(The records begins)

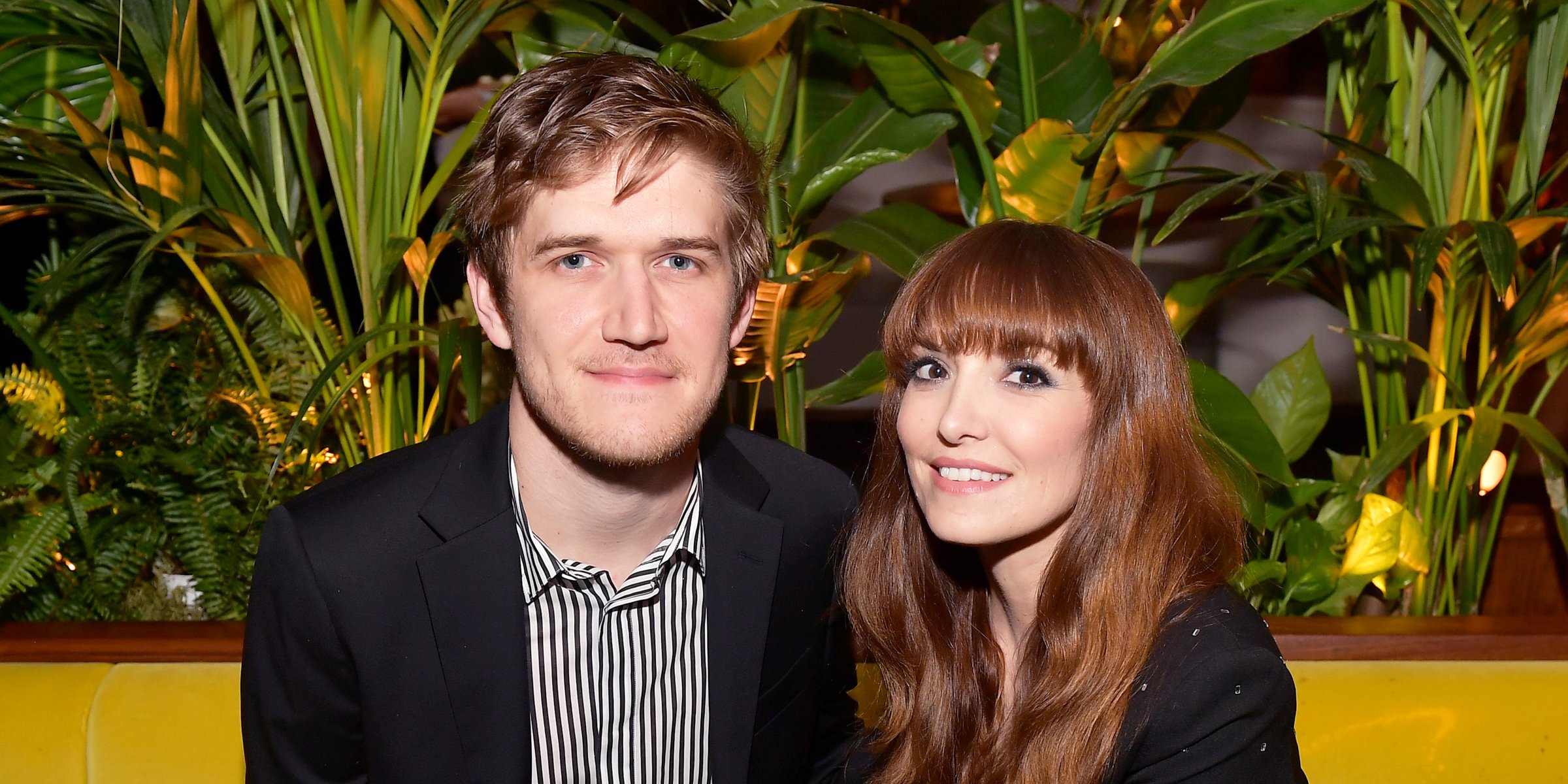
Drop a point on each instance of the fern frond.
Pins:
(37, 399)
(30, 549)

(The records ends)
(The records begins)

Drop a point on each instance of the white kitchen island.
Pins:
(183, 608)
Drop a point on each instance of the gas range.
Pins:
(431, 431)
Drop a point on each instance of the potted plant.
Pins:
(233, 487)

(The records ends)

• **About this exercise**: Return every line of the records in which the word "each" is found.

• **Response box**:
Drop a point on each instance of the fern frond.
Drop a point on each instance of the white kitchen island.
Drop a point on each instance of the gas range.
Drop a point on each instance of the potted plant.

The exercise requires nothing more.